Start

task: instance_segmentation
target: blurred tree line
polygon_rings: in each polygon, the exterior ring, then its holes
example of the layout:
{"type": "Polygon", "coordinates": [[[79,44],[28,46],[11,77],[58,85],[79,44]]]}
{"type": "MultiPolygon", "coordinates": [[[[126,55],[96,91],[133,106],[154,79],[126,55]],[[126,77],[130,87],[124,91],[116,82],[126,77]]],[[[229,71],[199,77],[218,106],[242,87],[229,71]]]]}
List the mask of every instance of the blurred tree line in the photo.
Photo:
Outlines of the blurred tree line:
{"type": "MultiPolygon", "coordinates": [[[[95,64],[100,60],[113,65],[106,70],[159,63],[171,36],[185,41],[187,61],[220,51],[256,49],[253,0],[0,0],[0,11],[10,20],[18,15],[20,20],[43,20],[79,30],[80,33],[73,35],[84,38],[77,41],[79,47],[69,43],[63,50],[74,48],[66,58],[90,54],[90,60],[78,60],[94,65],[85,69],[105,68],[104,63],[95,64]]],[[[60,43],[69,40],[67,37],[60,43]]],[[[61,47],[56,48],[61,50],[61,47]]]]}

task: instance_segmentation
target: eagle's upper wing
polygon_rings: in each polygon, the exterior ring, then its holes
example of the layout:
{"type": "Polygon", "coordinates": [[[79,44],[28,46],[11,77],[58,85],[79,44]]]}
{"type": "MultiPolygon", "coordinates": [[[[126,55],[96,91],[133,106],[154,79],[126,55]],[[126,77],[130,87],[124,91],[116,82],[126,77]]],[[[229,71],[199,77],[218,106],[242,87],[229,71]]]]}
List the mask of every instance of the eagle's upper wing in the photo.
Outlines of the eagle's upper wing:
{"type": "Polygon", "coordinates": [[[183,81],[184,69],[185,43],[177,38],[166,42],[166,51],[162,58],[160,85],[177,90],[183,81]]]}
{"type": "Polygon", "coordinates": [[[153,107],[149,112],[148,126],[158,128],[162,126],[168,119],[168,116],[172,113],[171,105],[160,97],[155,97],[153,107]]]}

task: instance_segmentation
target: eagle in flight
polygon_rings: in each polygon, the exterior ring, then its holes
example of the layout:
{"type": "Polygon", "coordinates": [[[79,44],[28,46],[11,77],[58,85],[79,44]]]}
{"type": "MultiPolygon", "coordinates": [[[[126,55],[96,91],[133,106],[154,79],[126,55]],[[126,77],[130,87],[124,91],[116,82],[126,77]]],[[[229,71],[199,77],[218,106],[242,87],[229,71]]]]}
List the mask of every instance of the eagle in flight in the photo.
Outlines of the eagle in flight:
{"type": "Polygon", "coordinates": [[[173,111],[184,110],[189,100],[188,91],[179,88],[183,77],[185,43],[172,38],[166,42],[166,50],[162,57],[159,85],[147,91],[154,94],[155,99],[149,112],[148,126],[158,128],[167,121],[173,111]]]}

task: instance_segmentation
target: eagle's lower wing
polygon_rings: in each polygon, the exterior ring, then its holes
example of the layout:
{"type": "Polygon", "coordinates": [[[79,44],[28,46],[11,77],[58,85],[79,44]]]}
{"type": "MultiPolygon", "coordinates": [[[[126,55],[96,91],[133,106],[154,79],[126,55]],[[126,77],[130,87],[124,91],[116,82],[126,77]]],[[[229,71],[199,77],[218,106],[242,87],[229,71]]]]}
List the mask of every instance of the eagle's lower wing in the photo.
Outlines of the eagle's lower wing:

End

Pull out and copy in full every line of the records that contains the string "lower". Case matters, so only count lines where it appears in that exact case.

• _Answer to the task_:
target: eagle's lower wing
List the mask of every instance of the eagle's lower wing in the photo.
Outlines of the eagle's lower wing:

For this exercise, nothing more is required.